Point-per-instance localization data:
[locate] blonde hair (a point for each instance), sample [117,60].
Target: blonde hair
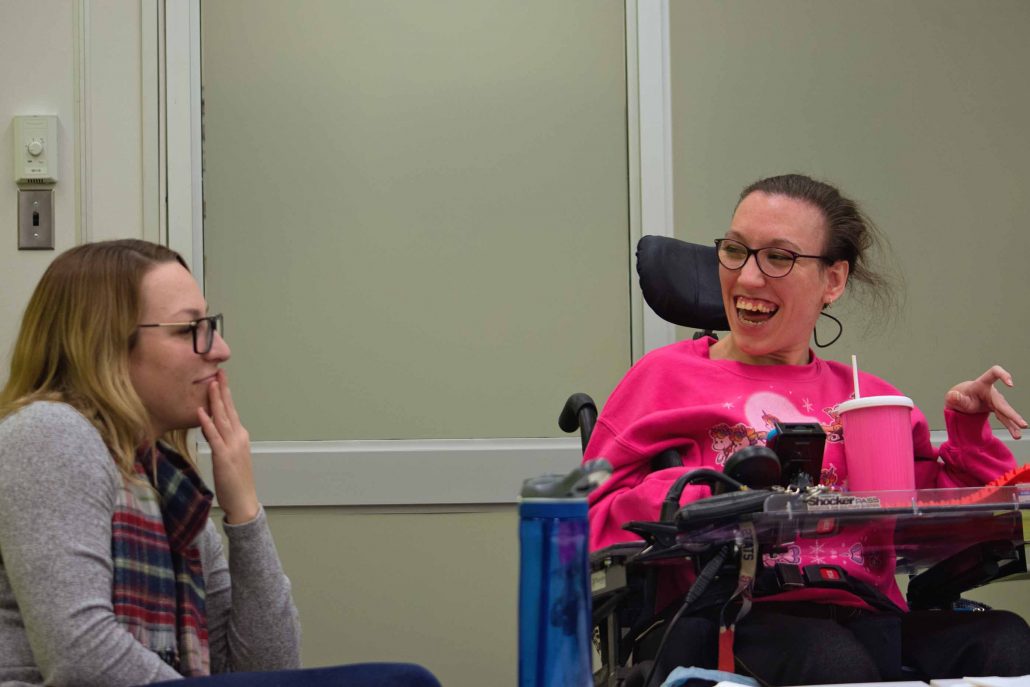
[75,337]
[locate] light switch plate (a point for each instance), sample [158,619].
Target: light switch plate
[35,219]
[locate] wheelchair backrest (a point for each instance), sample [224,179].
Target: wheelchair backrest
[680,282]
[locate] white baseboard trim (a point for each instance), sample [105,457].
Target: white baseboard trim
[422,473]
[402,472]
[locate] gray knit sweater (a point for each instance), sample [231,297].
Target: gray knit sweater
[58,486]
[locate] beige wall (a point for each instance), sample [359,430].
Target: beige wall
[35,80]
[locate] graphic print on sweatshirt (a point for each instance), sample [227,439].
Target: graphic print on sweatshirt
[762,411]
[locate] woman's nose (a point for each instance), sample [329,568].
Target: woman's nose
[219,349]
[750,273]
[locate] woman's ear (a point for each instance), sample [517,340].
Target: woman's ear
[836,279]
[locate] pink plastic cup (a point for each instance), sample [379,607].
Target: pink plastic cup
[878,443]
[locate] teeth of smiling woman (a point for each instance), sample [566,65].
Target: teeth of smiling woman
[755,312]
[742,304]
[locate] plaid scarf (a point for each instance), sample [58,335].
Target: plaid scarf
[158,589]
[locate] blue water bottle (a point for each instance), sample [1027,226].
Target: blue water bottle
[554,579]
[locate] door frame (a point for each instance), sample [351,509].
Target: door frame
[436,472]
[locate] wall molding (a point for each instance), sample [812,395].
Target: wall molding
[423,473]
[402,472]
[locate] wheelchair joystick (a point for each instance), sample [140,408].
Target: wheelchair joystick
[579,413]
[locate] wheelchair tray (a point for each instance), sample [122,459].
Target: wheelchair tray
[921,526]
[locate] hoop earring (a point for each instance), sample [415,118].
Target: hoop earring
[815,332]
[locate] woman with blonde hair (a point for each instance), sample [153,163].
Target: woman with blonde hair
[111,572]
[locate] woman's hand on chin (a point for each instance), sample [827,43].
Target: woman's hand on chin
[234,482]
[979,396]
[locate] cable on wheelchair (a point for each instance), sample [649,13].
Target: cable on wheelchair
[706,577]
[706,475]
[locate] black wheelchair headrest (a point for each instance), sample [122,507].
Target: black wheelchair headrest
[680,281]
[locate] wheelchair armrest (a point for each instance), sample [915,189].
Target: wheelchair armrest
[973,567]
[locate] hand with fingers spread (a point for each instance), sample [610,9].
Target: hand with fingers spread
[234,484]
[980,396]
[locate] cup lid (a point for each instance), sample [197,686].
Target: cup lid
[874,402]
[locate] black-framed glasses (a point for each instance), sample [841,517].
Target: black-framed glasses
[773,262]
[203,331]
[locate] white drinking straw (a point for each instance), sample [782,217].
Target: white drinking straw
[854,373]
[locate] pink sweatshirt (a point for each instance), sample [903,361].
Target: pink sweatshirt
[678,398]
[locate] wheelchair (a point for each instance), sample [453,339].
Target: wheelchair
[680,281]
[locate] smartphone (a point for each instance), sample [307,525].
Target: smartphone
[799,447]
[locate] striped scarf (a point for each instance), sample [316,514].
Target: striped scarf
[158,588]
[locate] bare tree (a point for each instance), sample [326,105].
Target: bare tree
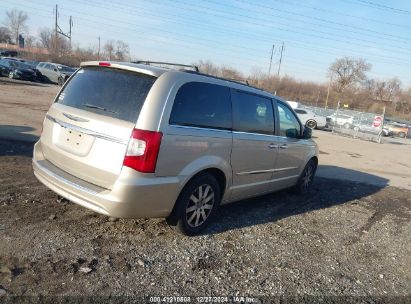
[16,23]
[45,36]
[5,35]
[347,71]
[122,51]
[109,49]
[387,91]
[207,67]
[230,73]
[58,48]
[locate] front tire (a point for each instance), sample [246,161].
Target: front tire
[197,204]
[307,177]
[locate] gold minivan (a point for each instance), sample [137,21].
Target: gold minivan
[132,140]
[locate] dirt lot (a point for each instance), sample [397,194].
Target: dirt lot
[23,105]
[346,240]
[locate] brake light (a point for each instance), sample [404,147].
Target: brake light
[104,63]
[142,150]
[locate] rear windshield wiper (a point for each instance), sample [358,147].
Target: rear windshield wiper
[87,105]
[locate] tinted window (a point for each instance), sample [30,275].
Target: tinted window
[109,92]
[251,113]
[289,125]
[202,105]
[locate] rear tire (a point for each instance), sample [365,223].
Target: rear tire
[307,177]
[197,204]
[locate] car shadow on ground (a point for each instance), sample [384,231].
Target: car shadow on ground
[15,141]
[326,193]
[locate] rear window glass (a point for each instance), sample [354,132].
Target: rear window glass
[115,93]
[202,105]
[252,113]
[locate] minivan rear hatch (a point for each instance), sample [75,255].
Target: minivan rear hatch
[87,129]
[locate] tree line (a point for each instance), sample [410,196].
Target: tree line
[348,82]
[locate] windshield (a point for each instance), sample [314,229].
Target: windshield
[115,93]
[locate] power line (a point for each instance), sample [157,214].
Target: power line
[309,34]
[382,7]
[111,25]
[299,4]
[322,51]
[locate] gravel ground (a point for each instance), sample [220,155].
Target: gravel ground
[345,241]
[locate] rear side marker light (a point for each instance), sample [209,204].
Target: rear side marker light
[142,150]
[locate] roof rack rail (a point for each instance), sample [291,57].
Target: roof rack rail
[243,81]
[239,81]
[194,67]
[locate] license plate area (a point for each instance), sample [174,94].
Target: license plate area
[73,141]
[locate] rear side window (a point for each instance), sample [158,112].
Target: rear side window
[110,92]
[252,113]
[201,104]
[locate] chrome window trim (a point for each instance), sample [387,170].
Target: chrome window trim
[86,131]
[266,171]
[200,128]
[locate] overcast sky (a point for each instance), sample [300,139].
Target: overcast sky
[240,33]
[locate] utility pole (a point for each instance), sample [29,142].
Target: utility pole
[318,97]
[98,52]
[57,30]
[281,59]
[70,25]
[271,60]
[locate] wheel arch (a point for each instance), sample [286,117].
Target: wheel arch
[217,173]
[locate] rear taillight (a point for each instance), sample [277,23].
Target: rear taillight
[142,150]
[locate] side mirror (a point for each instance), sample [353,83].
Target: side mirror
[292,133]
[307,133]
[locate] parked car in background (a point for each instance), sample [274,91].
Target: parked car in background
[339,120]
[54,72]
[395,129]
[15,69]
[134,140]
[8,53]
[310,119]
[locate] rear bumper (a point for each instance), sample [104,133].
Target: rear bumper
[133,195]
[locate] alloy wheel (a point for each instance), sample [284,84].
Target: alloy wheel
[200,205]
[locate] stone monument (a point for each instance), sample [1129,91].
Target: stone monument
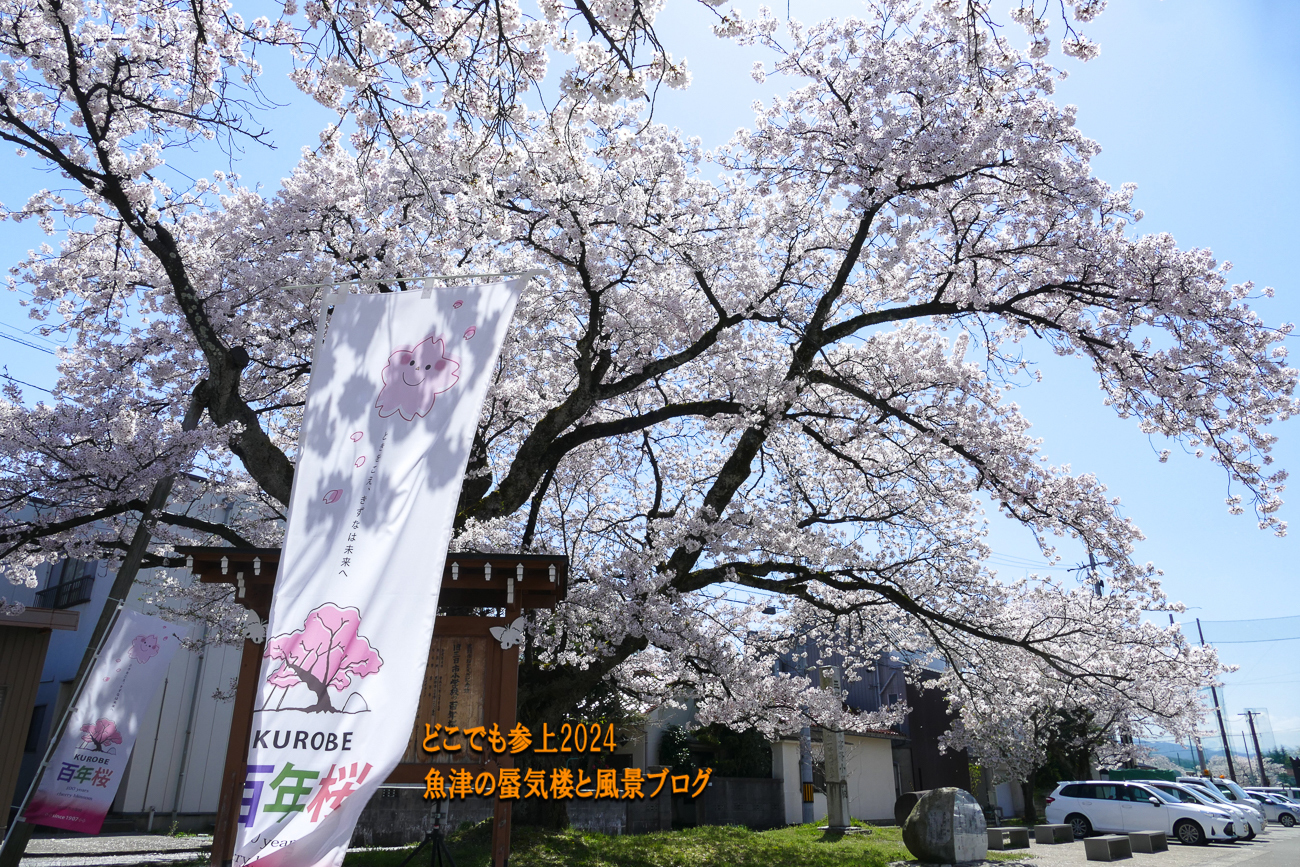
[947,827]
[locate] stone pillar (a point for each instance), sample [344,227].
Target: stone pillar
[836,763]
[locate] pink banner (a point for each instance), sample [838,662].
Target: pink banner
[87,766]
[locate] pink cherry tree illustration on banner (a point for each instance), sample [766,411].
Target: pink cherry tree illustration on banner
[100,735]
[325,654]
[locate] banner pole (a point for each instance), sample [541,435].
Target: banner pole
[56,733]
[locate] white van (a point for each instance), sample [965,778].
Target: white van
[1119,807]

__About this task__
Your answer should be the lines from the opening of the records through the line with "[locate] pink plastic", both ends retyped exactly and pictures left out.

__Expected answer__
[locate] blonde hair (a point for each instance), sample [117,60].
Target: blonde hair
[75,337]
[locate] light switch plate (a point for each instance), sample [158,619].
Target: light switch plate
[35,219]
[locate] wheelchair backrest (a point for each instance), sample [224,179].
Target: wheelchair backrest
[680,282]
[locate] white baseboard trim (a point for each instance), sample [105,457].
Target: white baseboard trim
[422,473]
[402,472]
[locate] gray knit sweater (a point for each instance), sample [231,297].
Target: gray knit sweater
[58,486]
[locate] beige wall (a point for each instance), sample [359,430].
Target: beige wall
[35,80]
[locate] graphic print on sweatshirt (a point for each instance), sample [227,439].
Target: graphic print on sweatshirt
[762,411]
[locate] woman's nose (a point for each instance), sample [329,568].
Target: woman's nose
[219,349]
[750,273]
[locate] woman's ear (a point for each instance), sample [517,340].
Target: woman's ear
[836,279]
[locate] pink plastic cup (a point for each instance), sample [379,607].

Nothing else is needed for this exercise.